# Which of these is the most rewarding pet lizard?



## colby4898 (Mar 29, 2015)

Hi,

I currently have a spare 5x2x2 vivarium as my Bearded Dragon, Ozzy, died about a year ago after 15 long, happy years, he was my first ever reptile and it was very sad.  

However, I am now looking to put something in that vivarium. I love to handle and enjoy the animals I have. Ozzy would be taken out for at least 30 minutes everyday and seem to love exploring and chilling out with me. I would like another lizard like this, one who seems to enjoy being handled.

I have narrowed down to the following lizards: Blue Tongue Skink, Uromastyx, Chuckwalla.

There is quite a lot of information online about blue tongue skinks about handling and they seem to be similar to Bearded Dragons in that regard.Although there is not so much information about Uromastyx' and Chuckwallas and I am not sure what there temperament is like when it comes to handling. 

Can anybody who has owned all or any of these lizards please provide an insight as to what animal is the most rewarding and enjoyable to take care with. Thank you in advance.


----------



## wilkinss77 (Sep 23, 2008)

colby4898 said:


> Hi,
> 
> I currently have a spare 5x2x2 vivarium as my Bearded Dragon, Ozzy, died about a year ago after 15 long, happy years, he was my first ever reptile and it was very sad.
> 
> ...


of the 3, BTS are the best. chucks are quite easily tamed from what i've heard, & a table at kempton '13 had one, their own pet, in a shallow, open tank with a heat lamp over it- it could easily have jumped out & escaped, but it chose not to. uro's i don't know much about, but i've seen tame ones that didn't mind being handled.


----------



## markg6 (Apr 11, 2014)

I've never heard of anyone actually owning a chuck. ...i know plenty of ppl do. But ive actually never seen someone asking / talking about them. I'm very curious as to their temperament as well. 

That being said, i think either the Uro or BTS are excellent choices. Keeping in mind there are always those ones that go completely against the "normal" temperament.


----------



## DeadLee (Apr 7, 2010)

You have the exact same list I did (minus Ackies) before I decided on a blue tongue skink. Just as tame if not more so than my bearded dragon. I can sit in the garden with him and he seems to enjoy exploring. I let him roam my house and he never seems to stop exploring.

My bearded dragon on the other hand will just sit on my lap and not move. So for me the blue tongue is much more inquisitive and interactive.

The behavior and look of a blue tongue skink is very different to agamids like bearded dragons and uromastyx etc. My blue tongue skink sneezes and yawns for a start! It's hard to explain but they are almost more mamal like than an agamid and they just seem much more intelligent. Plus the little noises they make are adorable :flrt:


----------



## Gekkota (Aug 30, 2013)

Ackies and chuckwallas are awesome... you could have two or three of either species in a viv the size you have. Both get ridiculously tame (Chucks require a little more work). Both are very entertaining and intelligent

Uromastyx are lovely, but I have found them to be a little more 'attention on their own terms' but very rewarding to keep

Blue Tongues can get very tame... but some don't and remain a bit huffy. In terms of interaction, I would say a tame BTS is probably most like a bearded dragon.


----------



## DeadLee (Apr 7, 2010)

• _Stored rows_
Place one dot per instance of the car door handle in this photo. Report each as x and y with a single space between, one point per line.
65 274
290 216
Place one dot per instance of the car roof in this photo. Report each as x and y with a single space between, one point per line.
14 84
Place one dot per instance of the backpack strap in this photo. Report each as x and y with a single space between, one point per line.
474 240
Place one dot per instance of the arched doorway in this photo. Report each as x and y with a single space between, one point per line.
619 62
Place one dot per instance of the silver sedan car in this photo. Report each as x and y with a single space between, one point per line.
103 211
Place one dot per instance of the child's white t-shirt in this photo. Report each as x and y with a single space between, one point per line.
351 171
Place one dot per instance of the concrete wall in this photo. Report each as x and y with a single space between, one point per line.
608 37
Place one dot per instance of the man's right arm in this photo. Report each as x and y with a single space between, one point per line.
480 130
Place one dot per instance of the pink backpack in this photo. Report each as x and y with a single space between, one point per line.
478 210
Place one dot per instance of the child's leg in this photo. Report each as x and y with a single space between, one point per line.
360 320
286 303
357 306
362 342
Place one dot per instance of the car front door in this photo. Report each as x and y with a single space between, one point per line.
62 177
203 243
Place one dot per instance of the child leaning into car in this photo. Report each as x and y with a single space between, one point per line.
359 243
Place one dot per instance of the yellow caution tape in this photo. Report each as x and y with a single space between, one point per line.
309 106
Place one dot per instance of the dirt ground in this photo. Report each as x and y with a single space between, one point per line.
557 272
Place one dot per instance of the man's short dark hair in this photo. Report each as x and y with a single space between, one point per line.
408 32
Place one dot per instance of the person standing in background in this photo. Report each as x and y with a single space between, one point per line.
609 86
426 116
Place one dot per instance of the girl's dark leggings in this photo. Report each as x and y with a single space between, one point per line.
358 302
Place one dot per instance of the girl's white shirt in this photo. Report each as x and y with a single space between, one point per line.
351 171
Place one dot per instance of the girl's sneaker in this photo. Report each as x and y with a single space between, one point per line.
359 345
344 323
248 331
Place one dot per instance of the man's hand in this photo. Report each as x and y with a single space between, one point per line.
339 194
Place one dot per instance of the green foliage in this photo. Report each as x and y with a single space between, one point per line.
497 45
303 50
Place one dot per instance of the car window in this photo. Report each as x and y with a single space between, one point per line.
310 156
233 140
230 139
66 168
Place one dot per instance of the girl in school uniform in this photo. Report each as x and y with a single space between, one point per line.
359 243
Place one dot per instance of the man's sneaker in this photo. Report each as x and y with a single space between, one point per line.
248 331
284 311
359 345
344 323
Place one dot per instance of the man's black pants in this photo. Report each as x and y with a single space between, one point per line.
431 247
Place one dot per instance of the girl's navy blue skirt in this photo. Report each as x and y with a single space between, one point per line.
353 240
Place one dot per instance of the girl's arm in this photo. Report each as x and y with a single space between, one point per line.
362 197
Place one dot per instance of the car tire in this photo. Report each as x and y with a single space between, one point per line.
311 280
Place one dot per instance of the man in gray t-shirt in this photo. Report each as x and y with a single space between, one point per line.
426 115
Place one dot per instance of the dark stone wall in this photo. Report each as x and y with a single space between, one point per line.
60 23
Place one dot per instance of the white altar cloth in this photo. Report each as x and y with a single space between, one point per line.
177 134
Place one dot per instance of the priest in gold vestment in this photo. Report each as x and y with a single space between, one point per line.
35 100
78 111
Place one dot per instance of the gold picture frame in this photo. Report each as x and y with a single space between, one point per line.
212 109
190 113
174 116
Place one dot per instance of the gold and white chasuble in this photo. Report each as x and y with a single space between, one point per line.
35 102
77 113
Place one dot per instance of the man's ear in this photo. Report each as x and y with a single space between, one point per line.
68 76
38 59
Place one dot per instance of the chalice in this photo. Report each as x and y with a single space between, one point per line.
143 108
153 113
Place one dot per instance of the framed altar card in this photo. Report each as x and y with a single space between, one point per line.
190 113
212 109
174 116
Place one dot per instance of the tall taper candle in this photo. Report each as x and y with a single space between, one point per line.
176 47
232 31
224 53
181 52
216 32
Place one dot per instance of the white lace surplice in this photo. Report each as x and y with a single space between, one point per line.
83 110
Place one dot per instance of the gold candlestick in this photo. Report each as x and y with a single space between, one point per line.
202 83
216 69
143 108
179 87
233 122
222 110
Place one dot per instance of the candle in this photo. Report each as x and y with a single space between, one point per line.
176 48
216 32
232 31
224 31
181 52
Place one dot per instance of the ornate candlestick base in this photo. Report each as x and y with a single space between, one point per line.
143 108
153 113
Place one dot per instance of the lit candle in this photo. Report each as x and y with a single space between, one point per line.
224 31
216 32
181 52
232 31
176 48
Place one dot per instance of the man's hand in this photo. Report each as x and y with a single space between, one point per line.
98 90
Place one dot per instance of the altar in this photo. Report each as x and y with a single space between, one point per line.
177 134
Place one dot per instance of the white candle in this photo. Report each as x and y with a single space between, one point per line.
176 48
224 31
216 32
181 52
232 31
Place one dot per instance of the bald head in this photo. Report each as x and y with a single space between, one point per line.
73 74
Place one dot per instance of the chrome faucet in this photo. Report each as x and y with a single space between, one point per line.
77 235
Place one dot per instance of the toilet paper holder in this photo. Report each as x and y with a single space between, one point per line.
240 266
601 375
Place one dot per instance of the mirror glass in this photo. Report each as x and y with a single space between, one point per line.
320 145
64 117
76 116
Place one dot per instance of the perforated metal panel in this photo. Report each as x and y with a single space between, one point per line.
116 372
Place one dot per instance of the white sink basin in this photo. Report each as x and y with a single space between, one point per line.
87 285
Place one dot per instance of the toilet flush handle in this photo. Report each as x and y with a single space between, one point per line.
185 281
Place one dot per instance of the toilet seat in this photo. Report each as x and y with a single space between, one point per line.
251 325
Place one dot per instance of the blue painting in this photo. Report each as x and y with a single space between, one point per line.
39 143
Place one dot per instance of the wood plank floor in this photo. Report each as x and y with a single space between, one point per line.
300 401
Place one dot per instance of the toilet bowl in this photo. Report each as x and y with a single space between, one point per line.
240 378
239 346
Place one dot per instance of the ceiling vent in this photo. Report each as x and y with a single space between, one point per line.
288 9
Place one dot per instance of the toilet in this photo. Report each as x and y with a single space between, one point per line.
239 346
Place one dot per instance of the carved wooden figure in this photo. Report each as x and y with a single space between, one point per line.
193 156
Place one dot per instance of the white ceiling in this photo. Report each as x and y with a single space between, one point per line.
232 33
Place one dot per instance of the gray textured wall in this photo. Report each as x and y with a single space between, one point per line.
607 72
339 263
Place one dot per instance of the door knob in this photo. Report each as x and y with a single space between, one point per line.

• _Short problem A_
In the lizard thread, rewrite the paragraph beginning "Ackies and chuckwallas are awesome" as a short bulleted list that keeps its main points.
• _Short problem B_
Write the next part of the lizard thread, picking up right after its final line.

• _Task response A_
- Ackies and chuckwallas are both awesome.
- Two or three of either species could share a vivarium the size the poster has.
- Both become very tame, though chucks need a little more work.
- Both are very entertaining and intelligent.

• _Task response B_
Gekkota said:


> Ackies and chuckwallas are awesome... you could have two or three of either species in a viv the size you have. Both get ridiculously tame (Chucks require a little more work). Both are very entertaining and intelligent


I disagree with that. Ackies require a tall vivarium for climbing plus a very deep substrate he would need his viv to be twice as high with 1ft of substrate for a couple of Ackies. 

Chuckwallas I can't comment on as I thought the were very solitary similar to bearded dragons.


----------



## mitsi (Feb 1, 2012)

Chuckwallas are great lizards. Id go for them


----------



## colby4898 (Mar 29, 2015)

Thanks for all your contribution. 

I had considered an ackie, some care sheets said that this size enclosure was ok, but as DeadLee said they do require some height. I have a rule where even if only one caresheet says that it's a too small, then it is. I want to provide the best possible home I can with the money and space I have. 

I think i'll probably rule out chuck's. There is much less information on them and I imagine it would be very hard to even find one. Although I'm sure they would make great pets, I don't think I would feel as confident with such little information.

I do prefer the look of Uromastyx than BTS, but BTS seem to be more tame from what;s been said by you guys. I'l have to think and research much more, but right now I'm leaning towards a BTS.


----------



## salanky (Oct 28, 2009)

uros can be hit and miss when it comes to handling. iv got 9 and one of them is totally wild and goes nuts if i handle him for anything more than moving for cleaning. the others gradually improve in tolerance with my big egyptian being the most tolerant of handling though he can be a bit skittish in the viv once he wanders out hes fine. the great thing about uros is they come in all sorts of colours and sizes and a 5x2x2 viv is a great size for all but if you were to get an egyptian it would eventually need an upgrade.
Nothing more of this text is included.